:: What to work on ::
The entries below are to be printed again word for word.

:: Material for this task ::
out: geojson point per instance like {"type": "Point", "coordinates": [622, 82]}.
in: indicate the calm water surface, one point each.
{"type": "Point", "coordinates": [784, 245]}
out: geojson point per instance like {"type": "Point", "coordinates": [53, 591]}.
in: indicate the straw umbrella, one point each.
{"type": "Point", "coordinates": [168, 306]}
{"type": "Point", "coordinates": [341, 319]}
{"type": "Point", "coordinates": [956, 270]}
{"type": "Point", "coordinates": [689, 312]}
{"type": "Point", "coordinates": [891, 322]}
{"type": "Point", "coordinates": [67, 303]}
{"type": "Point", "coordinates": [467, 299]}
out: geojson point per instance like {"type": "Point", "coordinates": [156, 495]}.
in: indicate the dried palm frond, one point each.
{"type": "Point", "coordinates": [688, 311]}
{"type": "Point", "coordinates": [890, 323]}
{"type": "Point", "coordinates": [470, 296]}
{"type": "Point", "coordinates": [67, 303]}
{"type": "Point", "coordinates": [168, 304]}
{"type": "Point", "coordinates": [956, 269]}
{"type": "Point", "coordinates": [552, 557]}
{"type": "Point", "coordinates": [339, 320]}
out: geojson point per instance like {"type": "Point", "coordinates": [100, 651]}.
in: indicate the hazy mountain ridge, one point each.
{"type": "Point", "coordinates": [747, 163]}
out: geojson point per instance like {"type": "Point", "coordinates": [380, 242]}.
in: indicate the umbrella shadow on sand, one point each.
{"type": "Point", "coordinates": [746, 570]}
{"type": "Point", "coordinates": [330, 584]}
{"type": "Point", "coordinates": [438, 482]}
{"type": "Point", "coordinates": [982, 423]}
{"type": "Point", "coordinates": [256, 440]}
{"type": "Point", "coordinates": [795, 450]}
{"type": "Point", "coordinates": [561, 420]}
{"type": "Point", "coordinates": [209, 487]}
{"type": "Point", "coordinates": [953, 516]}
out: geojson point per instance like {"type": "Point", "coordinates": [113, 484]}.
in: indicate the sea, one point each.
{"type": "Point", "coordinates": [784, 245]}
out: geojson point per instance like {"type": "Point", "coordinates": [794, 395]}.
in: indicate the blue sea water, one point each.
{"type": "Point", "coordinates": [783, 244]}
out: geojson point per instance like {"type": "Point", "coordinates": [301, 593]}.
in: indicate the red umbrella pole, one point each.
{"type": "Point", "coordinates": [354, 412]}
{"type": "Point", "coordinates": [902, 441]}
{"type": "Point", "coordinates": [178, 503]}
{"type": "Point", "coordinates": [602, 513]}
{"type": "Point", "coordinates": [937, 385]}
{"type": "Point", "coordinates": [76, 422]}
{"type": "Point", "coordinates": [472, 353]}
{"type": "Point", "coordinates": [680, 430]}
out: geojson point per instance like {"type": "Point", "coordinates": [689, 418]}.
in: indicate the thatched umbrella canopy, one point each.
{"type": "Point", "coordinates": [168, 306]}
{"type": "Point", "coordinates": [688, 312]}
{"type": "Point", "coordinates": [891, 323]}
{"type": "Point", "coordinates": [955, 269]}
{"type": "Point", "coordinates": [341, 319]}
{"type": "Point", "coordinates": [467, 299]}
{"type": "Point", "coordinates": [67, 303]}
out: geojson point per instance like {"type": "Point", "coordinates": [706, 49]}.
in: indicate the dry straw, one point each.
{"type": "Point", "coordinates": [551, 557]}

:: Response to this task ::
out: geojson point per instance like {"type": "Point", "coordinates": [622, 82]}.
in: indicate the calm water surface, one point each.
{"type": "Point", "coordinates": [784, 245]}
out: geojson point per instance like {"type": "Point", "coordinates": [53, 591]}.
in: indicate the straw umbrella, one point each.
{"type": "Point", "coordinates": [168, 306]}
{"type": "Point", "coordinates": [341, 319]}
{"type": "Point", "coordinates": [956, 270]}
{"type": "Point", "coordinates": [689, 312]}
{"type": "Point", "coordinates": [891, 322]}
{"type": "Point", "coordinates": [67, 303]}
{"type": "Point", "coordinates": [467, 299]}
out: geojson point per instance like {"type": "Point", "coordinates": [156, 495]}.
in: indicate the dried palm frond, one point each.
{"type": "Point", "coordinates": [688, 311]}
{"type": "Point", "coordinates": [890, 323]}
{"type": "Point", "coordinates": [470, 296]}
{"type": "Point", "coordinates": [67, 303]}
{"type": "Point", "coordinates": [168, 304]}
{"type": "Point", "coordinates": [956, 269]}
{"type": "Point", "coordinates": [552, 557]}
{"type": "Point", "coordinates": [339, 320]}
out: geojson point per instance like {"type": "Point", "coordinates": [100, 651]}.
in: indicate the hazy mountain ridge, one point each.
{"type": "Point", "coordinates": [747, 163]}
out: geojson point per instance like {"type": "Point", "coordinates": [380, 242]}.
in: indicate the umbrella shadow on sand, one point each.
{"type": "Point", "coordinates": [746, 570]}
{"type": "Point", "coordinates": [330, 584]}
{"type": "Point", "coordinates": [438, 482]}
{"type": "Point", "coordinates": [982, 423]}
{"type": "Point", "coordinates": [256, 440]}
{"type": "Point", "coordinates": [795, 450]}
{"type": "Point", "coordinates": [561, 420]}
{"type": "Point", "coordinates": [209, 487]}
{"type": "Point", "coordinates": [953, 516]}
out: geojson point per instance like {"type": "Point", "coordinates": [113, 484]}.
in: indicate the sea, one point each.
{"type": "Point", "coordinates": [784, 245]}
out: geojson point per instance like {"type": "Point", "coordinates": [794, 395]}.
in: indicate the blue sea water, one point each.
{"type": "Point", "coordinates": [783, 244]}
out: geojson point per instance like {"type": "Point", "coordinates": [301, 593]}.
in: indicate the red umbrella pole, one point each.
{"type": "Point", "coordinates": [354, 412]}
{"type": "Point", "coordinates": [902, 441]}
{"type": "Point", "coordinates": [178, 503]}
{"type": "Point", "coordinates": [602, 513]}
{"type": "Point", "coordinates": [937, 385]}
{"type": "Point", "coordinates": [76, 422]}
{"type": "Point", "coordinates": [472, 353]}
{"type": "Point", "coordinates": [680, 430]}
out: geojson point per instance like {"type": "Point", "coordinates": [689, 418]}.
in: indicate the thatched umbrella canopy, one point each.
{"type": "Point", "coordinates": [168, 306]}
{"type": "Point", "coordinates": [688, 312]}
{"type": "Point", "coordinates": [891, 323]}
{"type": "Point", "coordinates": [955, 269]}
{"type": "Point", "coordinates": [341, 319]}
{"type": "Point", "coordinates": [467, 299]}
{"type": "Point", "coordinates": [67, 303]}
out: geojson point per instance like {"type": "Point", "coordinates": [706, 49]}.
in: indicate the dry straw, one point each.
{"type": "Point", "coordinates": [551, 557]}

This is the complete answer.